#### Goal:
Reproduce the listing line for line, starting at the line containing "pendant light fixture -> bbox for every match" and running through its final line, with both of those lines included.

#### Entries supplied:
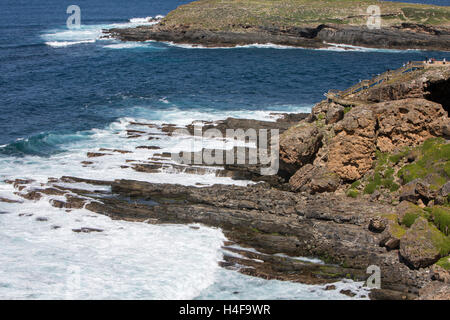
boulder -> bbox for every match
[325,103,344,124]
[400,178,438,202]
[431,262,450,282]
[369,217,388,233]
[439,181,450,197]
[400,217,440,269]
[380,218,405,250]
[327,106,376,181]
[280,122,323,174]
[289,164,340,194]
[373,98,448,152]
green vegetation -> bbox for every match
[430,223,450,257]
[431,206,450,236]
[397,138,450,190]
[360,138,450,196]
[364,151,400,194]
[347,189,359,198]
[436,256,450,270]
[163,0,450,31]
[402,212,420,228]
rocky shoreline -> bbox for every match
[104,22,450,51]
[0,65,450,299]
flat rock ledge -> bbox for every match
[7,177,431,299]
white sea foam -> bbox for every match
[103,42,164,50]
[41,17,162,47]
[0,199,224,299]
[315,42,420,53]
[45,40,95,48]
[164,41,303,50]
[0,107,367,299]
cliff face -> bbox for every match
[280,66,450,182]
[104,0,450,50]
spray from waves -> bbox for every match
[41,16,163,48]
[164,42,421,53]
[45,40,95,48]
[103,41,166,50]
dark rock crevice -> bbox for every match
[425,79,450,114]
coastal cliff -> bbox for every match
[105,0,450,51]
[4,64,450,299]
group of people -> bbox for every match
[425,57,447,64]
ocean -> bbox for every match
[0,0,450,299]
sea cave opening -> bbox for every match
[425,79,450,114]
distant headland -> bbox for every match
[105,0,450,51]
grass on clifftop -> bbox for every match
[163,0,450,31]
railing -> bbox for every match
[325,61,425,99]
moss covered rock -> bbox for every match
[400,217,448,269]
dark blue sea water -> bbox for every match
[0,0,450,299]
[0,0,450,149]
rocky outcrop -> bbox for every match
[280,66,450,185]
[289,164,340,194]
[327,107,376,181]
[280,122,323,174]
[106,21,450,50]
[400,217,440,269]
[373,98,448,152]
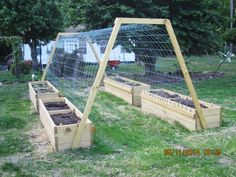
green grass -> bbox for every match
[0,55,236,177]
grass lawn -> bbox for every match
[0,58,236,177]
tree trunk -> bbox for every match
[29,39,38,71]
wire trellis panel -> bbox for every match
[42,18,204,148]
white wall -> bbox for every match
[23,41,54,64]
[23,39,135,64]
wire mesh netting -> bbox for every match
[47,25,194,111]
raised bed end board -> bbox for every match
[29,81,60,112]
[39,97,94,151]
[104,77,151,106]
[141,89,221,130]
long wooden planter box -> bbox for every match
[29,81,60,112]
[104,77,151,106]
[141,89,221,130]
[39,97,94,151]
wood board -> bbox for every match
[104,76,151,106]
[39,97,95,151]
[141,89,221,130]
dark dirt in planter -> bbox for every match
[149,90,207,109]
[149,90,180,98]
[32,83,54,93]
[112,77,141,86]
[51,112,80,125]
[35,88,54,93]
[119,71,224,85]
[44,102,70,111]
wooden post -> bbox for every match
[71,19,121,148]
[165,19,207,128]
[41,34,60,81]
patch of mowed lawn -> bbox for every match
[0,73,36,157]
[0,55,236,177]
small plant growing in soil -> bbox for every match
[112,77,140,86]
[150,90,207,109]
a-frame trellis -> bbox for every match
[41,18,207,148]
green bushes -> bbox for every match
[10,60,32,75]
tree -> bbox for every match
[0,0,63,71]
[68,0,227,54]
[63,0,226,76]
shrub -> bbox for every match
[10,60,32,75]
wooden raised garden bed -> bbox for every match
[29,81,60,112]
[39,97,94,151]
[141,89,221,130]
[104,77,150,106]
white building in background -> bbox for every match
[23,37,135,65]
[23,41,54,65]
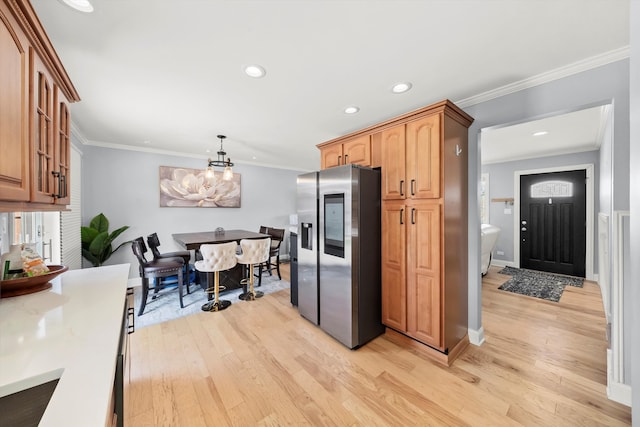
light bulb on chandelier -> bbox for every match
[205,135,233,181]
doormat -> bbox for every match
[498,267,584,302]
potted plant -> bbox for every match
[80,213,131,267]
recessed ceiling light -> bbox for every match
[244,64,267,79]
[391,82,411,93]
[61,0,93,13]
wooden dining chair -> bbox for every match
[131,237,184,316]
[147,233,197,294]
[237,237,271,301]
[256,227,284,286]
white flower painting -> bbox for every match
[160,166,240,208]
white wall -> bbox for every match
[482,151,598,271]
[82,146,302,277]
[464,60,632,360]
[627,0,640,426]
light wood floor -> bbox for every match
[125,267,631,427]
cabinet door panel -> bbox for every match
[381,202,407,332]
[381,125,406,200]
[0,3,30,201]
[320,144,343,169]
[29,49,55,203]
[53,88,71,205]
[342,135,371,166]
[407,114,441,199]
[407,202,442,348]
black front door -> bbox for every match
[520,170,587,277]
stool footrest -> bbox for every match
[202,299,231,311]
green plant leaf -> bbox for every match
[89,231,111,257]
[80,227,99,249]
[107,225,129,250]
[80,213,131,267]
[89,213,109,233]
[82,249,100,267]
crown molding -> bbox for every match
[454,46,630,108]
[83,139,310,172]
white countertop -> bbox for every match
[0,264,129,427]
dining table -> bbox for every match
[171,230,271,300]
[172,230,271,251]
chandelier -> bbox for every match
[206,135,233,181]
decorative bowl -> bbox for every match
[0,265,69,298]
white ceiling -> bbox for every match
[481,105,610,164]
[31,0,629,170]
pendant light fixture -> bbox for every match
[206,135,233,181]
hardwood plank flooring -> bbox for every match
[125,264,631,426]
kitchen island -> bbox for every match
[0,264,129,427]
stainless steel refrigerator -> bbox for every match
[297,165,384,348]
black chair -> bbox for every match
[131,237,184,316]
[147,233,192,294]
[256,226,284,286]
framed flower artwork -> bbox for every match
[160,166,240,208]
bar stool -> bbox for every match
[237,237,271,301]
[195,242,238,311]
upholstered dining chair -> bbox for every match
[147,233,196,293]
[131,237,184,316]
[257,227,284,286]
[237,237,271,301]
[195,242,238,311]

#### Result for this exercise:
pendant light fixture -> bbox for every match
[206,135,233,181]
hardwood plank flooring -> bbox for every match
[125,264,631,426]
kitchen island -> bbox for every match
[0,264,129,427]
stainless steel refrigerator -> bbox for every match
[297,165,384,348]
black chair -> bbox for every match
[131,237,184,316]
[147,233,192,294]
[256,226,284,286]
framed flower artwork -> bbox for every match
[160,166,240,208]
bar stool -> bbox for every match
[237,237,271,301]
[195,242,238,311]
upholstered dining chair -> bbox for every match
[147,233,196,293]
[131,237,184,316]
[257,227,284,286]
[237,237,271,301]
[195,242,238,311]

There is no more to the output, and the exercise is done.